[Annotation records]
-.-.-

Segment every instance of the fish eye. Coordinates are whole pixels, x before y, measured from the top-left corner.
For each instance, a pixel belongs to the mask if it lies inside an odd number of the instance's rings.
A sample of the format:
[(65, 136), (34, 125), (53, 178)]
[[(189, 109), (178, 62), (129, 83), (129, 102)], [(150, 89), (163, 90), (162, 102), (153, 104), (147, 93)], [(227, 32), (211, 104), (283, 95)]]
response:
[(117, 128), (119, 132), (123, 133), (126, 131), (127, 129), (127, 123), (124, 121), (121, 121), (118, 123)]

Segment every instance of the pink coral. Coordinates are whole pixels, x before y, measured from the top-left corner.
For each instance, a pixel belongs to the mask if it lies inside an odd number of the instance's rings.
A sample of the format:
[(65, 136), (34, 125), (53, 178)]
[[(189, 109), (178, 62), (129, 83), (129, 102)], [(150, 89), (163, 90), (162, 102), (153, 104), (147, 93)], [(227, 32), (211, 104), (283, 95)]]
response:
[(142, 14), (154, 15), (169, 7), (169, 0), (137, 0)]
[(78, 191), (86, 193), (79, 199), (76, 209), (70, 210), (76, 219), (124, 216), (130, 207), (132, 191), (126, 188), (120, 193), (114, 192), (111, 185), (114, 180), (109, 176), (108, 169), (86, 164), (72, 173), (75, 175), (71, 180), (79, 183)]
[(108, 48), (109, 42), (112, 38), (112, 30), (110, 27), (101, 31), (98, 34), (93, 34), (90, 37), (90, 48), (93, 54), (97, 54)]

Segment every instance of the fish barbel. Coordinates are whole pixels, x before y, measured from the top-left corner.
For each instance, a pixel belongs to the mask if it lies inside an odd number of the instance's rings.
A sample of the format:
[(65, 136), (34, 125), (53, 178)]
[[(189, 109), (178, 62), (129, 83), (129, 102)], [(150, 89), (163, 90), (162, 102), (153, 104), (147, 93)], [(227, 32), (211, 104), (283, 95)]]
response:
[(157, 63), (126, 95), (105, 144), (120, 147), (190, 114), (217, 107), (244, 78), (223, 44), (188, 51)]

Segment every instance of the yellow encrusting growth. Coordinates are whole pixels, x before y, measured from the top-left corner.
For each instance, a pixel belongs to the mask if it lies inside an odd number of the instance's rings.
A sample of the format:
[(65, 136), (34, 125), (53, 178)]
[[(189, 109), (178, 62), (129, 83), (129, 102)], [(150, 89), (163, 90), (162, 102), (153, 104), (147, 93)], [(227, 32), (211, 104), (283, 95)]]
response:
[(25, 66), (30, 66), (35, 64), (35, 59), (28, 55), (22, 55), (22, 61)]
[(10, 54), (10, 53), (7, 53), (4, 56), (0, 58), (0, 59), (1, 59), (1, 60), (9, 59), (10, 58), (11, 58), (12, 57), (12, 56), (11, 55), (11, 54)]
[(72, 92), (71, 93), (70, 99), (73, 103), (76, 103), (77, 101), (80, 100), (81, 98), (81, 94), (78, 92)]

-.-.-

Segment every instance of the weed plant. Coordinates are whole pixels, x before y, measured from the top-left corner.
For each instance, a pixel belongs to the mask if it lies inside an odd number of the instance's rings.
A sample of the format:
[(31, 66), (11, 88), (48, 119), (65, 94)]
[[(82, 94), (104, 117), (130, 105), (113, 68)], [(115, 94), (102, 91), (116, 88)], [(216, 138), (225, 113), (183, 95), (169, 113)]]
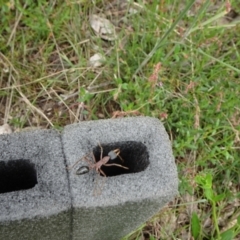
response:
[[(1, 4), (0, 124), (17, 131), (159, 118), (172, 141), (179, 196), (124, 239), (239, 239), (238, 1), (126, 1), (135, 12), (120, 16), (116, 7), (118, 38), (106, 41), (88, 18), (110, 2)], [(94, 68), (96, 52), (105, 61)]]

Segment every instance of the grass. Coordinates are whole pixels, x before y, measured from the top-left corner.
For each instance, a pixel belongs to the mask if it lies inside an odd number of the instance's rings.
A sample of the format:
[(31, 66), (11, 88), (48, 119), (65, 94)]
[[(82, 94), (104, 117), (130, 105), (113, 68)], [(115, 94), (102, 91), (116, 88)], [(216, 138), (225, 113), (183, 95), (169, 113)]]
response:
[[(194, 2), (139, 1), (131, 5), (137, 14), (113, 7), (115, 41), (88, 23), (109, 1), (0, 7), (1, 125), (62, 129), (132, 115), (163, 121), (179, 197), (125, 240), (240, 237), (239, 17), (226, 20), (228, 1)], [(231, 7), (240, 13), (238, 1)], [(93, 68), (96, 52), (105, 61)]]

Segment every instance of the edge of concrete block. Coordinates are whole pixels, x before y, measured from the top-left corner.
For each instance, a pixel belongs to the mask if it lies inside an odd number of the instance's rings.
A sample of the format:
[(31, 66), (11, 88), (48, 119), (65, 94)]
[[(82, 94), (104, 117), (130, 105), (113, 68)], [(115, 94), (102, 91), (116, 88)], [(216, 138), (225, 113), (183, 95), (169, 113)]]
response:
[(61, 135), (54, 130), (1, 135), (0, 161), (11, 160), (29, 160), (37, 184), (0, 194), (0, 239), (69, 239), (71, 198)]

-.-.-

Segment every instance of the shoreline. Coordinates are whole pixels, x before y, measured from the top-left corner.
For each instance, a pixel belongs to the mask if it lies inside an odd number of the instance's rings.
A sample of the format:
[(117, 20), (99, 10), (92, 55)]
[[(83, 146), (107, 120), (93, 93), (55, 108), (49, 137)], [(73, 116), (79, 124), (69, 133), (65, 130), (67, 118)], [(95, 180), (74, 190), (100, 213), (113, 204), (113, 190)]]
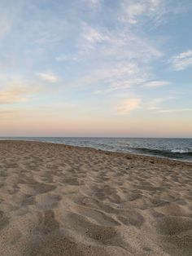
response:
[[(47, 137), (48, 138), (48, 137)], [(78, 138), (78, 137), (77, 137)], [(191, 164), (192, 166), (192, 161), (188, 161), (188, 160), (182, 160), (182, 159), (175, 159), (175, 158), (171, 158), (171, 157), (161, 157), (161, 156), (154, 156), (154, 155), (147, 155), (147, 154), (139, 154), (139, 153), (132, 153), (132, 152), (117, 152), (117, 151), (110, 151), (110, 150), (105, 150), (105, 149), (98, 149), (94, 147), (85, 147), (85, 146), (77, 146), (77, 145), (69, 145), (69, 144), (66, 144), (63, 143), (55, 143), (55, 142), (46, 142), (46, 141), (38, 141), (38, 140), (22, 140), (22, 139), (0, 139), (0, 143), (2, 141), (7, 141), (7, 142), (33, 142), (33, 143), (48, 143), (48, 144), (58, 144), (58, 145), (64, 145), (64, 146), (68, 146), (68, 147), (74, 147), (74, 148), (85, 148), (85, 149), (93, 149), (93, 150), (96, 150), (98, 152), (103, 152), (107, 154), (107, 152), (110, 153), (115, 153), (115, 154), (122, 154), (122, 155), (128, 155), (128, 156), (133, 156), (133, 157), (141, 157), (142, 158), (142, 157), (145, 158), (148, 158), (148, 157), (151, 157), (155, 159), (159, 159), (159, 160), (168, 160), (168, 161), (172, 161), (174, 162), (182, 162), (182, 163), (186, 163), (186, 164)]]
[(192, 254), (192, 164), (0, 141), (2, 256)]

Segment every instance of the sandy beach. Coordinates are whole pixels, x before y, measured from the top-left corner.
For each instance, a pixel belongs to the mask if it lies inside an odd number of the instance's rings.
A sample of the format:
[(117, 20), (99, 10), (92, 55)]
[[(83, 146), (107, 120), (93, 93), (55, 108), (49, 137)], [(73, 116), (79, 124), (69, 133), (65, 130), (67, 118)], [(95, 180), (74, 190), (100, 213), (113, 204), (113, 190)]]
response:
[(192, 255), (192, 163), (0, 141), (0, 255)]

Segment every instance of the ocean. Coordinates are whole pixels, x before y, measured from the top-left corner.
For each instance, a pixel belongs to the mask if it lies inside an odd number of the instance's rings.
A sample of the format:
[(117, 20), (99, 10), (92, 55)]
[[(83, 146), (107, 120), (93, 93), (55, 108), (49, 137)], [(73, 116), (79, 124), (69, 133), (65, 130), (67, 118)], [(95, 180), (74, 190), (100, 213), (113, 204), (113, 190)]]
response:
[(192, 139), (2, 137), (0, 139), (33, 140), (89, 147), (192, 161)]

-.-.-

◆ Work to be completed ◆
Edit the records from the line that has "Segment every instance of the fish barbel." through the line that has "94), (78, 92)]", swapping "Segment" for "Outline" and keeping everything else the same. Give back only those lines.

◆ Expected answer ◆
Outline every instance of the fish barbel. Coordinates are whole pixels, x before y, measured from the top-left corner.
For each instance, a pixel belongs to the mask if it lies inside an odd number of the instance's rings.
A sample of the format:
[(65, 136), (34, 125), (53, 178)]
[[(189, 109), (178, 62), (129, 83), (129, 102)], [(150, 89), (163, 90), (162, 102), (153, 104), (147, 93)], [(227, 32), (211, 104), (283, 95)]]
response:
[(157, 63), (126, 95), (105, 144), (120, 147), (190, 114), (217, 107), (244, 78), (223, 44), (188, 51)]

Outline every instance of the yellow encrusting growth. Coordinates are whole pixels, x before y, measured from the top-left corner.
For each instance, a pixel belongs to the mask if it lies inside an odd number of the instance's rings.
A sample of the format:
[(65, 136), (34, 125), (53, 178)]
[[(189, 109), (178, 62), (129, 83), (129, 102)], [(150, 89), (163, 90), (162, 102), (153, 104), (147, 93)], [(227, 32), (211, 104), (283, 95)]]
response:
[(25, 66), (30, 66), (35, 64), (35, 59), (28, 55), (22, 55), (22, 61)]
[(10, 54), (10, 53), (7, 53), (4, 56), (0, 58), (0, 59), (1, 59), (1, 60), (9, 59), (10, 58), (11, 58), (12, 57), (12, 56), (11, 55), (11, 54)]
[(72, 92), (71, 93), (70, 99), (73, 103), (76, 103), (77, 101), (80, 100), (81, 98), (81, 94), (78, 92)]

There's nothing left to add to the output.